— Exercise directions —
Rescale every point coordinate in the answers throughout the material by 0.85, rounding to whole numbers with halves going up, and write out all the lines again with the requests included. Leave the pictures out of your answer.

— Dataset —
--- START ---

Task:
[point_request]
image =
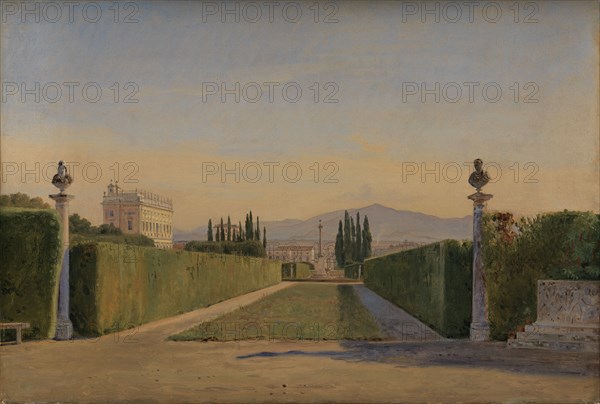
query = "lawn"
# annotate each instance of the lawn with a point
(307, 311)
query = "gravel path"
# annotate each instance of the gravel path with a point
(393, 321)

--- END ---

— Reply to the task —
Task:
[point_request]
image =
query = "lawn"
# annotate each instance of the lawn with a point
(261, 264)
query = "gravel path"
# annotate each instance of the gravel path with a point
(334, 273)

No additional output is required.